Prompt:
Beginning with the line that holds "sunset sky in this photo.", retype the rest of the listing exactly, last line included.

Data for analysis:
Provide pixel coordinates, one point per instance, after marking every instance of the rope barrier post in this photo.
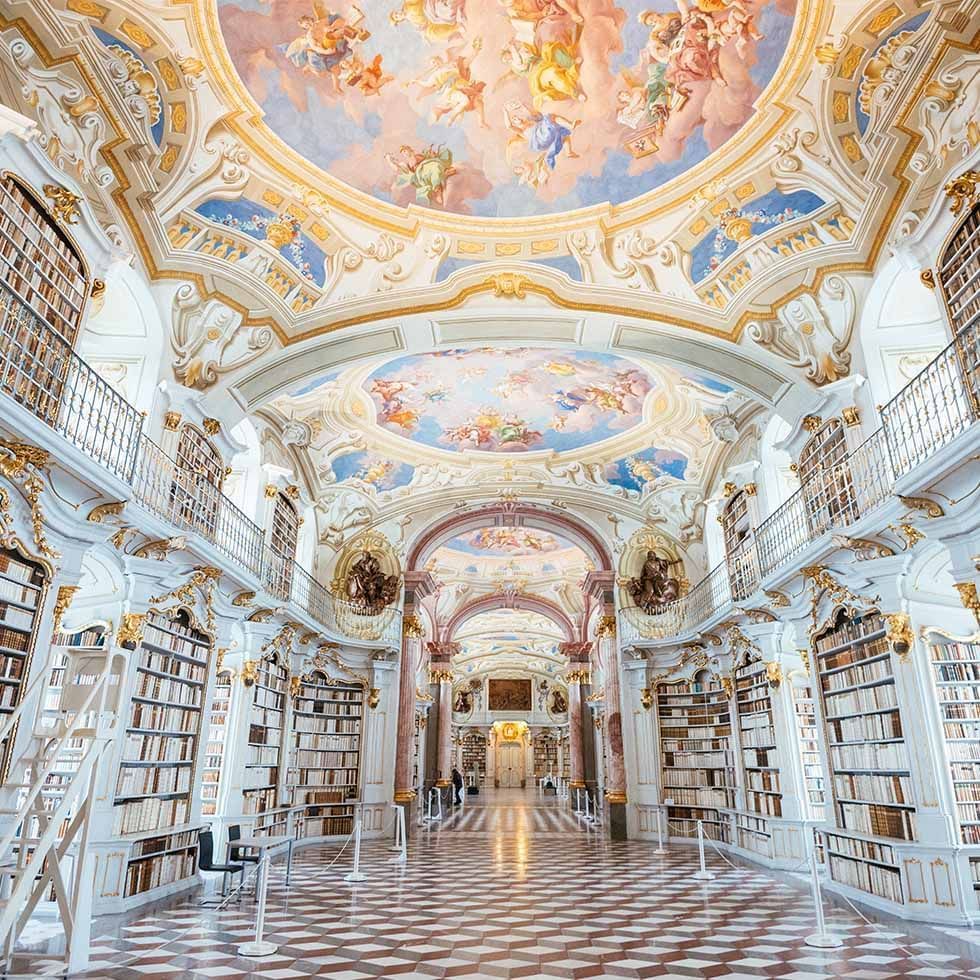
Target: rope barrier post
(704, 874)
(258, 946)
(821, 939)
(660, 832)
(356, 875)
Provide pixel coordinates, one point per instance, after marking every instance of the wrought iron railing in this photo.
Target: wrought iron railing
(191, 503)
(939, 404)
(40, 371)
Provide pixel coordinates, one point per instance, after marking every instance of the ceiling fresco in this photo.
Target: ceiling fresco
(506, 107)
(506, 542)
(508, 400)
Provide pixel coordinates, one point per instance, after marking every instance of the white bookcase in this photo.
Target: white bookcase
(698, 772)
(325, 763)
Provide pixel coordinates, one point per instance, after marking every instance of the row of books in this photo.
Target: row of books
(157, 748)
(865, 728)
(864, 672)
(878, 819)
(165, 663)
(149, 814)
(148, 873)
(887, 756)
(161, 718)
(848, 632)
(871, 878)
(14, 640)
(326, 741)
(161, 689)
(324, 760)
(874, 788)
(144, 781)
(15, 617)
(341, 726)
(862, 700)
(325, 777)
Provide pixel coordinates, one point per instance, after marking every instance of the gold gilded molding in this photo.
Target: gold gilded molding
(63, 600)
(64, 203)
(929, 507)
(113, 509)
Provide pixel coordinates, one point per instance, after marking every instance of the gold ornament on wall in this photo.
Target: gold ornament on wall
(130, 632)
(64, 204)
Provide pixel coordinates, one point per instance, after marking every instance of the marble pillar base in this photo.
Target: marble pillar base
(616, 816)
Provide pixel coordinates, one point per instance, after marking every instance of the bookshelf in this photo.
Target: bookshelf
(955, 666)
(545, 754)
(804, 712)
(22, 584)
(154, 786)
(263, 757)
(757, 737)
(871, 800)
(214, 749)
(475, 755)
(698, 771)
(328, 719)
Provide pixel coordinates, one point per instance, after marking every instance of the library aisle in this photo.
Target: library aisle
(515, 886)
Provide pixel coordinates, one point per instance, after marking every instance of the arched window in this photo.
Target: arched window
(43, 286)
(38, 262)
(197, 483)
(285, 533)
(736, 524)
(959, 273)
(825, 478)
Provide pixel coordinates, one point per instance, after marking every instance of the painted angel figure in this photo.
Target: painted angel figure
(552, 71)
(428, 172)
(450, 77)
(436, 20)
(545, 134)
(326, 42)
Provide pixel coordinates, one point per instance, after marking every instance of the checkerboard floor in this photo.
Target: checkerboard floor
(513, 888)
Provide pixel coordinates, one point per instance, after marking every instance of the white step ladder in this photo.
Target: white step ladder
(46, 803)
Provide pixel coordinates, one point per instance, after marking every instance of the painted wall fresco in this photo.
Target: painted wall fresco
(770, 209)
(506, 542)
(506, 107)
(642, 468)
(508, 400)
(374, 469)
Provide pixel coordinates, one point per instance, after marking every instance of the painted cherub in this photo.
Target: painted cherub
(450, 76)
(545, 134)
(436, 20)
(326, 42)
(368, 79)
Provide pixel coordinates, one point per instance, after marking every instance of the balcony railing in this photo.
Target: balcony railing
(39, 370)
(939, 404)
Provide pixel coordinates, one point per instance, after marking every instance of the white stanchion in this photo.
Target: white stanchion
(660, 832)
(356, 875)
(704, 874)
(821, 939)
(401, 841)
(258, 946)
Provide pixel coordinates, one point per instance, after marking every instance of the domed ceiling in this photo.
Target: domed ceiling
(508, 400)
(506, 107)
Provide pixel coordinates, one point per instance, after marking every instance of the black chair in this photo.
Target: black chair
(239, 854)
(205, 861)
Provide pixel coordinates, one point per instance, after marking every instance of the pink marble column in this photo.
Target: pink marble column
(444, 677)
(411, 644)
(578, 673)
(615, 765)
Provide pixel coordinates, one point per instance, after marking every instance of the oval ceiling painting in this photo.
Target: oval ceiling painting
(506, 107)
(508, 400)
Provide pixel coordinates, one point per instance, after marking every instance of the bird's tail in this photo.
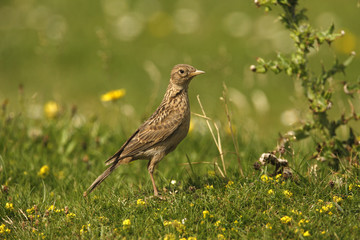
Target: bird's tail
(101, 178)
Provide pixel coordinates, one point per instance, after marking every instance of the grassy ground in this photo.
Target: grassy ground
(46, 164)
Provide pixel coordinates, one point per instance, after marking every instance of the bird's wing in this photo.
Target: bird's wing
(156, 129)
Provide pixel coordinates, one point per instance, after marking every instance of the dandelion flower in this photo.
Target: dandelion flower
(140, 202)
(220, 237)
(264, 178)
(126, 223)
(113, 95)
(51, 109)
(337, 199)
(44, 171)
(205, 213)
(285, 219)
(9, 206)
(268, 226)
(229, 184)
(287, 193)
(4, 229)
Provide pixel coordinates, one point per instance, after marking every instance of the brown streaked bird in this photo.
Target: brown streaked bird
(162, 132)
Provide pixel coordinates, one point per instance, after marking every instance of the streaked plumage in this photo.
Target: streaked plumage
(162, 132)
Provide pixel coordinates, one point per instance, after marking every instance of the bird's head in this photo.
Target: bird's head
(182, 74)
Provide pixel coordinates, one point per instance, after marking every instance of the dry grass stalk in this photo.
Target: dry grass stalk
(217, 139)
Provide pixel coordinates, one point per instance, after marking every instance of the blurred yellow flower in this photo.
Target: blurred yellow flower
(221, 237)
(287, 193)
(4, 229)
(9, 206)
(337, 199)
(229, 184)
(126, 223)
(71, 215)
(217, 223)
(113, 95)
(285, 219)
(51, 109)
(209, 187)
(264, 178)
(44, 171)
(268, 226)
(140, 202)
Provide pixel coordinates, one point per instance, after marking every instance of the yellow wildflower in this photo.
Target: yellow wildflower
(126, 223)
(51, 208)
(113, 95)
(287, 193)
(220, 237)
(170, 236)
(4, 229)
(285, 219)
(268, 226)
(140, 202)
(209, 187)
(337, 199)
(44, 171)
(71, 215)
(296, 212)
(205, 213)
(191, 126)
(264, 178)
(51, 109)
(229, 184)
(9, 206)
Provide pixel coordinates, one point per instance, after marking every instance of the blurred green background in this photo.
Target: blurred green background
(75, 51)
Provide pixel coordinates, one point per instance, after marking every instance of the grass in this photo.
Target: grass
(47, 163)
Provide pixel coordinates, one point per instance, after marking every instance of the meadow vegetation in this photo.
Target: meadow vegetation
(50, 151)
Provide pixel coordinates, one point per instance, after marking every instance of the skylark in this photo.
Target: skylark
(162, 132)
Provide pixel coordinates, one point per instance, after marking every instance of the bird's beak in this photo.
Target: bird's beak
(197, 72)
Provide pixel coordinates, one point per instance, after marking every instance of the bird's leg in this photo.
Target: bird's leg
(151, 171)
(156, 193)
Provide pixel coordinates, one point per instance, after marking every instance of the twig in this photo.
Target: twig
(217, 141)
(235, 142)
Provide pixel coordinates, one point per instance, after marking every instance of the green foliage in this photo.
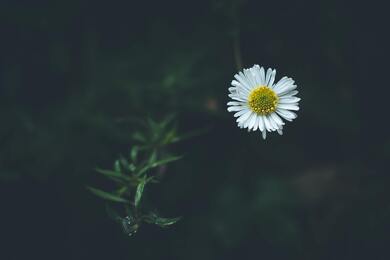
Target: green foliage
(145, 164)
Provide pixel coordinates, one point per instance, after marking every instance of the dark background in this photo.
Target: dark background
(70, 70)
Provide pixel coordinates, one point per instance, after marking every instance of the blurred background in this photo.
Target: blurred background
(72, 71)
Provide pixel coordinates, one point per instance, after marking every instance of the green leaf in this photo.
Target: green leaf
(134, 153)
(153, 156)
(117, 166)
(140, 190)
(153, 218)
(116, 176)
(106, 195)
(138, 136)
(158, 163)
(166, 160)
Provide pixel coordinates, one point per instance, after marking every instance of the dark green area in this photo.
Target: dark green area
(74, 75)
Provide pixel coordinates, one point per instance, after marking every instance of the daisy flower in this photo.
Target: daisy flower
(259, 104)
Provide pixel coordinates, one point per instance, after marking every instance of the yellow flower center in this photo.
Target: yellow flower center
(263, 100)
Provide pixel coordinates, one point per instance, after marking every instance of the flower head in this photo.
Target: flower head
(259, 104)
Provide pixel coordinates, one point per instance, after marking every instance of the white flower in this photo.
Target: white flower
(259, 104)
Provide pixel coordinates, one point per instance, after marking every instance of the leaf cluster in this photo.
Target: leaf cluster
(145, 164)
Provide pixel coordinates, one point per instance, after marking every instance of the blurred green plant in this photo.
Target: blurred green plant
(145, 164)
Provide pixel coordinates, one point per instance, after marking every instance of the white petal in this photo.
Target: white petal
(252, 121)
(234, 103)
(244, 117)
(232, 90)
(256, 123)
(285, 89)
(236, 108)
(289, 94)
(235, 97)
(277, 119)
(288, 100)
(286, 114)
(239, 87)
(248, 74)
(267, 124)
(243, 81)
(262, 76)
(256, 73)
(282, 83)
(288, 106)
(272, 79)
(272, 123)
(268, 76)
(261, 123)
(241, 112)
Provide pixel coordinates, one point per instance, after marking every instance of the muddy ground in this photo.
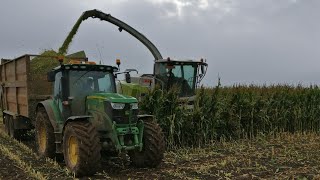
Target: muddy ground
(283, 156)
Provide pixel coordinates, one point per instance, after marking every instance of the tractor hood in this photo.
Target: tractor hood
(113, 97)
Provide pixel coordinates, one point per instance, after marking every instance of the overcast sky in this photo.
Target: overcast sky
(244, 41)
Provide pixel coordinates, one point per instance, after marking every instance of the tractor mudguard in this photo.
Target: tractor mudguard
(76, 118)
(53, 114)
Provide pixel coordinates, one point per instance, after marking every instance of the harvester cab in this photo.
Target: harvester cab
(188, 74)
(182, 74)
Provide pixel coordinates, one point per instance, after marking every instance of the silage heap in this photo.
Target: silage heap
(64, 48)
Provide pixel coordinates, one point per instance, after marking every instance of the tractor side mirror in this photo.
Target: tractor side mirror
(64, 88)
(51, 76)
(202, 69)
(128, 78)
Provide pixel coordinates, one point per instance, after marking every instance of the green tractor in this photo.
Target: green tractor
(86, 117)
(167, 73)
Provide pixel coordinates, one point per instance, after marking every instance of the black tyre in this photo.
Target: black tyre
(45, 140)
(81, 148)
(6, 124)
(153, 147)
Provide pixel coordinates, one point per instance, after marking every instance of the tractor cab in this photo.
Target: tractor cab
(74, 82)
(182, 74)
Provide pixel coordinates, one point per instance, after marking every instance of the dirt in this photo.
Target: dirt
(10, 170)
(282, 156)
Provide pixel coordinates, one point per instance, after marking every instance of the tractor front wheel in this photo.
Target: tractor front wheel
(81, 148)
(153, 147)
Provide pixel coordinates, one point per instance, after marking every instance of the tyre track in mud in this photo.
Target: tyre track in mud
(29, 162)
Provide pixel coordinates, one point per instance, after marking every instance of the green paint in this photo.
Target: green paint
(113, 97)
(115, 132)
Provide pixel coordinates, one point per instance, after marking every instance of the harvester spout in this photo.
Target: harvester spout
(122, 26)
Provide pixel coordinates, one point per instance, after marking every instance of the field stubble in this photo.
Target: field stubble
(281, 156)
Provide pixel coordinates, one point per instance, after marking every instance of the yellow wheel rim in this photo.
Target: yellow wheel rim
(42, 140)
(73, 150)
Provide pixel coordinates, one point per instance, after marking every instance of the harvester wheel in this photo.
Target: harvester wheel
(44, 135)
(153, 147)
(81, 148)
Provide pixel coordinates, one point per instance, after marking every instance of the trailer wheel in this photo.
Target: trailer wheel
(81, 148)
(153, 147)
(44, 135)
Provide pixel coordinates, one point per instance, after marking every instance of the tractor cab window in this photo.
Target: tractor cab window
(87, 82)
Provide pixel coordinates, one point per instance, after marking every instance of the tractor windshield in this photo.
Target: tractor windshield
(179, 75)
(87, 82)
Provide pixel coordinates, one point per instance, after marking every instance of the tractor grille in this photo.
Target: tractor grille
(121, 116)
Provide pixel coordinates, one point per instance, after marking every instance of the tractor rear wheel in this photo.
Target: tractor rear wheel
(45, 140)
(153, 147)
(81, 148)
(6, 124)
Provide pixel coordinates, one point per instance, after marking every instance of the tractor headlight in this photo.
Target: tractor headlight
(117, 105)
(134, 106)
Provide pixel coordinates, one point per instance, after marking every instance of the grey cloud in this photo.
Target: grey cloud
(256, 41)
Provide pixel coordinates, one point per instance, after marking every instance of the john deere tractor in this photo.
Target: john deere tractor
(183, 74)
(86, 117)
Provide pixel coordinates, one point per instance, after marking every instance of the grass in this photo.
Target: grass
(29, 162)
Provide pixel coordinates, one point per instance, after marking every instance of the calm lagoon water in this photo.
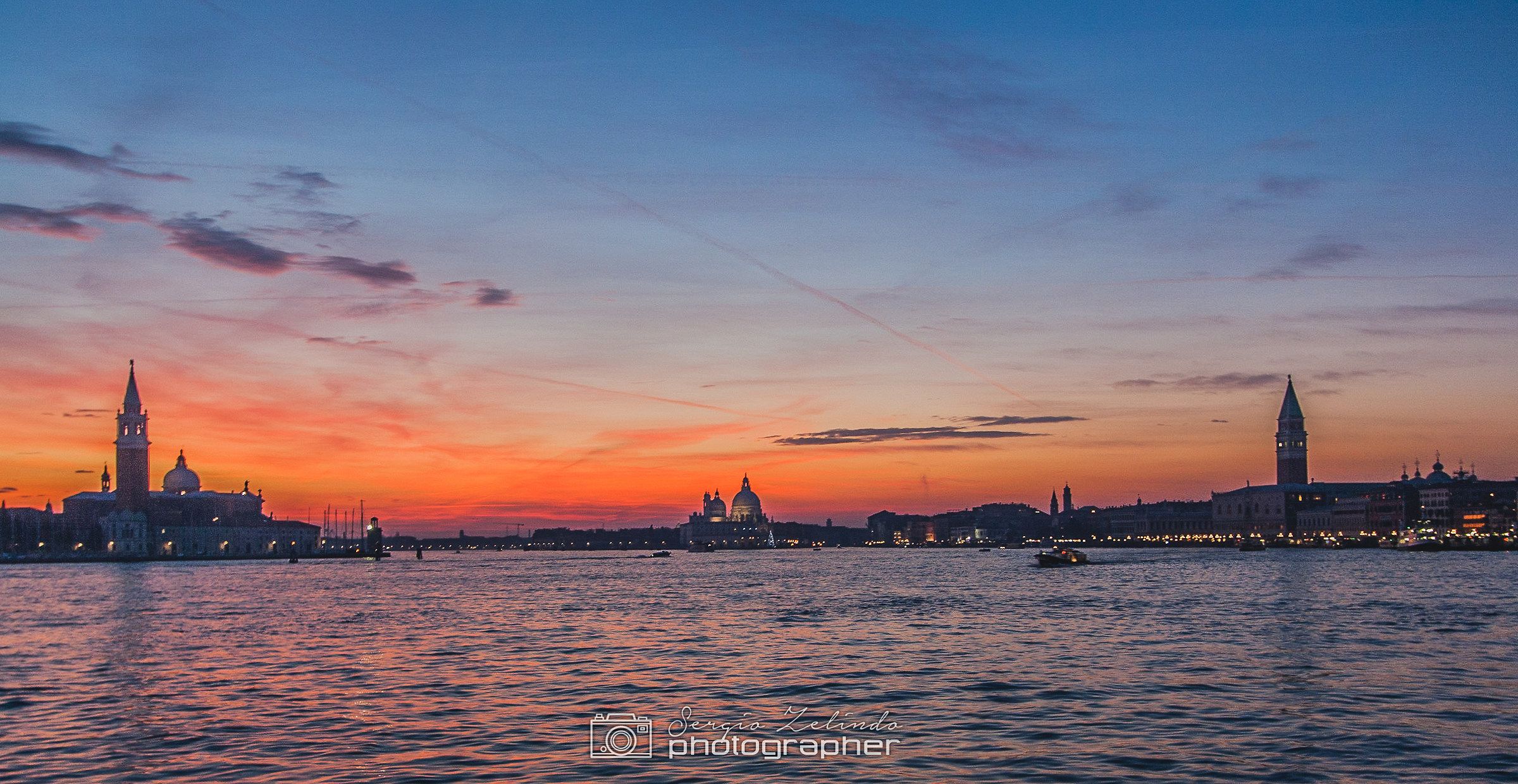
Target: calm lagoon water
(1145, 666)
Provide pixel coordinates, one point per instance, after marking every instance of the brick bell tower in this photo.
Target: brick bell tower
(131, 448)
(1291, 442)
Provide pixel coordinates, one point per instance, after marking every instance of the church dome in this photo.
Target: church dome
(181, 480)
(746, 503)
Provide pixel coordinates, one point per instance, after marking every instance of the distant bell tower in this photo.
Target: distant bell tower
(131, 450)
(1291, 442)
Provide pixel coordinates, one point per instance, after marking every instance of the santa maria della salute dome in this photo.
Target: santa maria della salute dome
(719, 527)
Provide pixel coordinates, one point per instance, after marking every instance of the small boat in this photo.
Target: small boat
(1060, 557)
(1420, 542)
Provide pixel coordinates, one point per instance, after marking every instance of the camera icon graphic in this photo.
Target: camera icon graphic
(620, 736)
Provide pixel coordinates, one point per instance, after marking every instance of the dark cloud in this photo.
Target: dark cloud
(1345, 375)
(1230, 381)
(998, 422)
(492, 296)
(319, 222)
(1285, 187)
(204, 240)
(1319, 255)
(386, 273)
(1224, 383)
(1476, 307)
(301, 187)
(110, 211)
(44, 222)
(1135, 197)
(983, 108)
(63, 223)
(29, 143)
(347, 341)
(869, 436)
(1291, 143)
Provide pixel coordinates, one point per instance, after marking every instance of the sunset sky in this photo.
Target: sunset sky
(543, 264)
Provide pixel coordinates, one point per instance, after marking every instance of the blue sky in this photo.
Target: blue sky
(639, 245)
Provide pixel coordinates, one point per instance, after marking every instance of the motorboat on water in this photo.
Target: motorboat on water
(1061, 557)
(1420, 542)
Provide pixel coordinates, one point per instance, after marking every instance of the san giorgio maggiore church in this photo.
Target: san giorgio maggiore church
(181, 519)
(727, 528)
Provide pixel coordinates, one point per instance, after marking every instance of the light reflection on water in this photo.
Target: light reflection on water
(1147, 666)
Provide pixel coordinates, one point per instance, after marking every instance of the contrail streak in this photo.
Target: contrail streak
(608, 192)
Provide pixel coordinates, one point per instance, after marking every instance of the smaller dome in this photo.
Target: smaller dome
(180, 478)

Solution:
Provide pixel coordinates, one point per instance, after marking every instance of the sunset sky in this photo.
Target: sunset sky
(543, 264)
Provide pixel coordinates, one point per instance, after marking every instance of the blue sky in this photo.
Target: blue sky
(639, 245)
Provide pixel coordinates, one point per instance, after marking every instance of the motorboat on water in this photo.
Target: motorboat on water
(1061, 557)
(1420, 542)
Provide pixel coordinates, one point per instance, after marking every instance of the san giorgio maggiore church in this photo.
Target: san giorgio maggiore church
(181, 519)
(727, 528)
Provide pixel coordinates, one point per instance, after marking every instance of the light reflection on water in this photo.
Target: light reflection on water
(1147, 666)
Provide pixel coordinates, one point per instance, after marking every instance of the contrail streak in this photo.
Target: contrail streak
(608, 192)
Provide pixel coordinates, one point per instance, after marking every instance of the smaller dome in this photo.
Target: smaller dome
(180, 478)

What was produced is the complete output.